Beginning with the line that holds "Target: tree", please retype each line through the end of the listing below, both ends included, and nothing more.
--- START ---
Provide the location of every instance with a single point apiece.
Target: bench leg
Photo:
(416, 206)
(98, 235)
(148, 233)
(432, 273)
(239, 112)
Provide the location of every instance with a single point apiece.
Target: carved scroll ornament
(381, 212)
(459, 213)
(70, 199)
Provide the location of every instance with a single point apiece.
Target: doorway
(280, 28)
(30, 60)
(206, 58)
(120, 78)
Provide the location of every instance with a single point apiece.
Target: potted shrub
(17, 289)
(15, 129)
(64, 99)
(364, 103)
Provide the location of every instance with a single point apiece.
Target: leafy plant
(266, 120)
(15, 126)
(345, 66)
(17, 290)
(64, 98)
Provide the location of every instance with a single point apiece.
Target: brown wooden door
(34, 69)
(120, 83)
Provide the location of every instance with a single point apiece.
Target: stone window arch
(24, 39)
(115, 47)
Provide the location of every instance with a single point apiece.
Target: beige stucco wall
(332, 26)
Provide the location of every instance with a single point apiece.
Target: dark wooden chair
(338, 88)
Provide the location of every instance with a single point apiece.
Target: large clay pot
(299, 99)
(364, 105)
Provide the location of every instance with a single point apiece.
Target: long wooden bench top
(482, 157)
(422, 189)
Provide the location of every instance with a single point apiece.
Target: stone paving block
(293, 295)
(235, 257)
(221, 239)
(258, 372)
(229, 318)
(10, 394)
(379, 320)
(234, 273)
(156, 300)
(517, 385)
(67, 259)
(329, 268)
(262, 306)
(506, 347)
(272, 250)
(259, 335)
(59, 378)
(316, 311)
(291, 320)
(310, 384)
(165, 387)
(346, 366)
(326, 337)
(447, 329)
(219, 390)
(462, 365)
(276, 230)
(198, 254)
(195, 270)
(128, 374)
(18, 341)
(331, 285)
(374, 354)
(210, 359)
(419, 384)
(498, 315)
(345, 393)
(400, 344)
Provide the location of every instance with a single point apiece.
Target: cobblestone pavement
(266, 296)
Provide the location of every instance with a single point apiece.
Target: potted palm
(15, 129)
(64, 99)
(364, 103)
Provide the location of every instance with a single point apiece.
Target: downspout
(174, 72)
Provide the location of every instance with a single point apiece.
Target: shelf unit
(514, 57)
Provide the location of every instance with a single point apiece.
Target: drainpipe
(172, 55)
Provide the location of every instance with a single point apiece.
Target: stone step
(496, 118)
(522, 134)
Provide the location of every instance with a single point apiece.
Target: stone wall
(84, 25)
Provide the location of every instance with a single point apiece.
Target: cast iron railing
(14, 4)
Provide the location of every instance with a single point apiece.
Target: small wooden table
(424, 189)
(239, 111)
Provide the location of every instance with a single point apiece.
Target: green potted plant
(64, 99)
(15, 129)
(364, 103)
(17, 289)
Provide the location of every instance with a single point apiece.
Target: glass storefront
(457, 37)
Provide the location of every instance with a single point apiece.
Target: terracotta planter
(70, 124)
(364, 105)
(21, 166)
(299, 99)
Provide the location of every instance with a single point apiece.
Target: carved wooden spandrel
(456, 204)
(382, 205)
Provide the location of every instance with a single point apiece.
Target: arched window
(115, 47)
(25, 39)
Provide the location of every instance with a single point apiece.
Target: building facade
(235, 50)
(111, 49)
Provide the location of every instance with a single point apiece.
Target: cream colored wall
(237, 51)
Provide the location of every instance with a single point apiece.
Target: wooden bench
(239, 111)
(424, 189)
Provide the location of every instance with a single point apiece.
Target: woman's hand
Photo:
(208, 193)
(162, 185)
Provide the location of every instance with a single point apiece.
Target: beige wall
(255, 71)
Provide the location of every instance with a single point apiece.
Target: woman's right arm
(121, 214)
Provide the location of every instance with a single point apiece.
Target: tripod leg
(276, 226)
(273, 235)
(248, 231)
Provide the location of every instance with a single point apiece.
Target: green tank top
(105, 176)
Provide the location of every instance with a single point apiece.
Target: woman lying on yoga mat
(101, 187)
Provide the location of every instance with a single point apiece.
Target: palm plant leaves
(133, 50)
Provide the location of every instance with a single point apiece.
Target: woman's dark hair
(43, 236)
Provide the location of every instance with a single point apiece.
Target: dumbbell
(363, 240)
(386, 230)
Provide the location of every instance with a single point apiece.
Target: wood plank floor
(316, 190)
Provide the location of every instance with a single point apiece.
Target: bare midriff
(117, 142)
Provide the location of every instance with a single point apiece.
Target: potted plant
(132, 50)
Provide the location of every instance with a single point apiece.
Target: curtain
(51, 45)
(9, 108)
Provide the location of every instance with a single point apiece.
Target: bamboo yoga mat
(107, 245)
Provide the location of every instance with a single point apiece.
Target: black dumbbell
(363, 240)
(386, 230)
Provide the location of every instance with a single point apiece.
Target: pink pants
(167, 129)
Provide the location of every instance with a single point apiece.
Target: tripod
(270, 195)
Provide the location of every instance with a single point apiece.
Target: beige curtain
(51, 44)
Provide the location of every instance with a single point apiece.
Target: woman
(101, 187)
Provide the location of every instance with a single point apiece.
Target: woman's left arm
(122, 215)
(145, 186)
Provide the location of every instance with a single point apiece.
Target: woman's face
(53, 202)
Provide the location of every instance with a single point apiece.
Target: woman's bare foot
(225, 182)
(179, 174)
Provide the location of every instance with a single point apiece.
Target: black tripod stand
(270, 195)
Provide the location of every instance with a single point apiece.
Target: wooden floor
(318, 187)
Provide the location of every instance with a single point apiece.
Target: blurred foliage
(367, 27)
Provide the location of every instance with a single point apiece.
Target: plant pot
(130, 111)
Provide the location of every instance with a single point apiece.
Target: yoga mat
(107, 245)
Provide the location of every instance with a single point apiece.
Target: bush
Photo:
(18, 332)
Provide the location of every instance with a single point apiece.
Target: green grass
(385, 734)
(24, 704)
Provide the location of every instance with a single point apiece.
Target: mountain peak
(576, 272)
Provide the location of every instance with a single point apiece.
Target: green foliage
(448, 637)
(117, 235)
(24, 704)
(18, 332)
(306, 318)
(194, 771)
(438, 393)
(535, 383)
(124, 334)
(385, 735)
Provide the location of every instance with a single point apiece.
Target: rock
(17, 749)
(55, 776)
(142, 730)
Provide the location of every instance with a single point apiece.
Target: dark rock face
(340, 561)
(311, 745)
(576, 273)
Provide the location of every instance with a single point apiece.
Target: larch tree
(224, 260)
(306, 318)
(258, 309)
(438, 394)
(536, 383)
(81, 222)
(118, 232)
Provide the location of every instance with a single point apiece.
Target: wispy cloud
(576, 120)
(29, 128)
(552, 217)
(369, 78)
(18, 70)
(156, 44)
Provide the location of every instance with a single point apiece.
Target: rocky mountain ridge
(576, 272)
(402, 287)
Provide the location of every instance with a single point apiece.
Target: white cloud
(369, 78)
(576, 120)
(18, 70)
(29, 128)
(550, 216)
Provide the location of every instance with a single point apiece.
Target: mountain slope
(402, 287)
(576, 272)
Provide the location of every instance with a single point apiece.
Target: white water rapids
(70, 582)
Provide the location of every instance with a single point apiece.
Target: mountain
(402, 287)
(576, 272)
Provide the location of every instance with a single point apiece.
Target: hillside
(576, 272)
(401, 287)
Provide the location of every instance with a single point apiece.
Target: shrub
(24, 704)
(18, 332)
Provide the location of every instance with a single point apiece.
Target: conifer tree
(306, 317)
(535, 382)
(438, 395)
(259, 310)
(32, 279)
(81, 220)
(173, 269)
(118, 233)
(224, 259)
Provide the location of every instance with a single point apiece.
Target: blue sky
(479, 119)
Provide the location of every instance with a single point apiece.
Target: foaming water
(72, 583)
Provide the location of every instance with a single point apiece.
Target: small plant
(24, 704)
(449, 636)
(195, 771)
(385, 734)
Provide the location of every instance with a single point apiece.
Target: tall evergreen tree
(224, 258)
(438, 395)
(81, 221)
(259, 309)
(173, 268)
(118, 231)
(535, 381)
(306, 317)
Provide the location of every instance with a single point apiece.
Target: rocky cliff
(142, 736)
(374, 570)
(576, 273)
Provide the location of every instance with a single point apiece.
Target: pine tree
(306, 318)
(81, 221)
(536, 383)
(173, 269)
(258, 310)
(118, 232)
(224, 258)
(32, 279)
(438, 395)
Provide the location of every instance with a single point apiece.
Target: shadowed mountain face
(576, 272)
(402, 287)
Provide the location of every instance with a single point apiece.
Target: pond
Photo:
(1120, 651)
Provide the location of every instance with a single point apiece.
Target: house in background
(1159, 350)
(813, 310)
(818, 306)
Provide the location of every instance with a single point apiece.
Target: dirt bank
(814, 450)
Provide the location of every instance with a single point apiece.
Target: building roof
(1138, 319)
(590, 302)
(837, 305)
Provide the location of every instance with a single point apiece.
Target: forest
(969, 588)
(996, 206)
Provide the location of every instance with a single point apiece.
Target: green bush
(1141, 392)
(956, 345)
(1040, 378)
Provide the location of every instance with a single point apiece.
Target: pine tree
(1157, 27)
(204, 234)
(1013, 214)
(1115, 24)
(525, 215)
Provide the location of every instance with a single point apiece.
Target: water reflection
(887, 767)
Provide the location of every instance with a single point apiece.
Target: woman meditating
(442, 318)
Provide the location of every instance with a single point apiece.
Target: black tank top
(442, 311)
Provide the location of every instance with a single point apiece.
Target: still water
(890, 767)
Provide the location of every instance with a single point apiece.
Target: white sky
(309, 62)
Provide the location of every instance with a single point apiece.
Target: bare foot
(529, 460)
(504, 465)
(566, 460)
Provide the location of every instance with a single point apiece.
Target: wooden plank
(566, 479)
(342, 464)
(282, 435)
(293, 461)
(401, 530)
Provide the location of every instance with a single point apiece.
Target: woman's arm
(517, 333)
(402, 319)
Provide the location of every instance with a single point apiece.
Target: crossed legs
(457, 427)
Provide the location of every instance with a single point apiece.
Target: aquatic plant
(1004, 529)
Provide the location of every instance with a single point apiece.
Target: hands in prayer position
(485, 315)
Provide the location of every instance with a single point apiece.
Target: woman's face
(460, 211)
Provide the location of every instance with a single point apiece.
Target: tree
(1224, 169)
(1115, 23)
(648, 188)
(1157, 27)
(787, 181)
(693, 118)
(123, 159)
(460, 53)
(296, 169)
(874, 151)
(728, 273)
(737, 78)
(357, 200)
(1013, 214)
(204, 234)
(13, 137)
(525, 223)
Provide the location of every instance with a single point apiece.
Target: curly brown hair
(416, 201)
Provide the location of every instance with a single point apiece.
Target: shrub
--- END ---
**THE COMPLETED TASK**
Target: tree
(1224, 169)
(1115, 23)
(648, 188)
(1157, 27)
(787, 181)
(693, 118)
(123, 159)
(460, 53)
(296, 169)
(874, 151)
(728, 273)
(737, 78)
(357, 200)
(1013, 214)
(204, 234)
(13, 137)
(525, 223)
Provide the location of every instance with a single point apiece.
Target: curly brown hair
(416, 201)
Provide the location of every instance with a single point apiece.
Target: shrub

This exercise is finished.